## Assigned task
Only certain lines below are wanted: those starting at the line containing "Query: gray roof" and ending at the line containing "Query: shrub", both included, each retyped exactly.

[Dataset entries]
=== Begin Enclosure ===

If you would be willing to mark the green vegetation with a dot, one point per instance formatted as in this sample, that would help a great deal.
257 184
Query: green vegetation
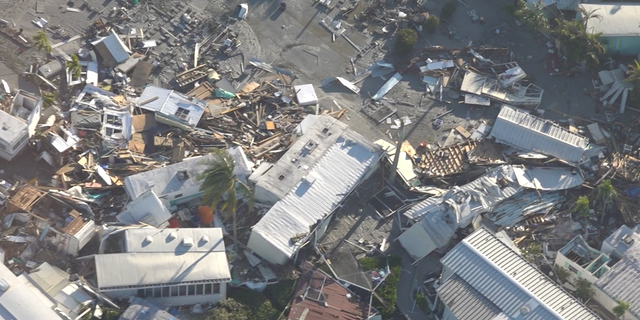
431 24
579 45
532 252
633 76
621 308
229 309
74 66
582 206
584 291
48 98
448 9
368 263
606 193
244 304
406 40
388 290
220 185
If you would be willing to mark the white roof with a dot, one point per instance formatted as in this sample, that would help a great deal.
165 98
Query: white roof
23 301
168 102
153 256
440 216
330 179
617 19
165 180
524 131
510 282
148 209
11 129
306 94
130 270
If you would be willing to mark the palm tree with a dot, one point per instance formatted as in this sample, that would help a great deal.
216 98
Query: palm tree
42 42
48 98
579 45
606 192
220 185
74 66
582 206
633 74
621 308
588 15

=== End Enclosure ===
=== Begin Enclosure ===

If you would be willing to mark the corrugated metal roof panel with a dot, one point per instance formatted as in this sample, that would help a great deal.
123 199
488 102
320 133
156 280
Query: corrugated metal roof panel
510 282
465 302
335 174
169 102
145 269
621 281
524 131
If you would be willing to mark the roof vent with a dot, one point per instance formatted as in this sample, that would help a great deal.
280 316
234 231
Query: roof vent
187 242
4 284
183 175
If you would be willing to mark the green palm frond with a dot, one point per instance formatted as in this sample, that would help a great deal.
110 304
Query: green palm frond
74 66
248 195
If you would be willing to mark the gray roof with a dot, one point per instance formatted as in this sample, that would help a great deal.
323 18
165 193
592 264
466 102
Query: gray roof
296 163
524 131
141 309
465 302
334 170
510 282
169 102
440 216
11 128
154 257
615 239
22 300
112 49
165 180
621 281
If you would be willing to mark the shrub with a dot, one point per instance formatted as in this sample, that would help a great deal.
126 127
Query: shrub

=== End Enclosure ===
=== Begin Enclosure ===

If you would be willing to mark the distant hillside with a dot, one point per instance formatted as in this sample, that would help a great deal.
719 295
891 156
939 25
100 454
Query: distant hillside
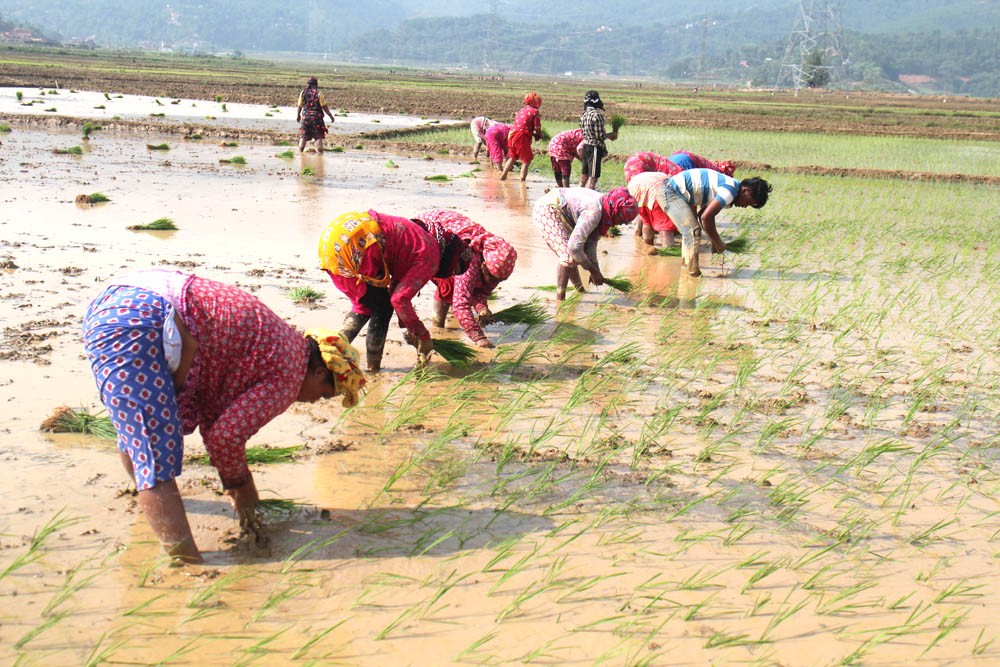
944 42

=== End Enclosure ===

## Output of the exercise
Query: gray roof
296 163
524 131
141 309
465 302
334 170
510 282
169 102
440 216
11 128
154 257
615 239
22 300
112 49
165 180
621 281
If you would be willing to mark the shrub with a dot, one point per instance formatted as in this sample, that would help a great deal.
126 127
Query: shrub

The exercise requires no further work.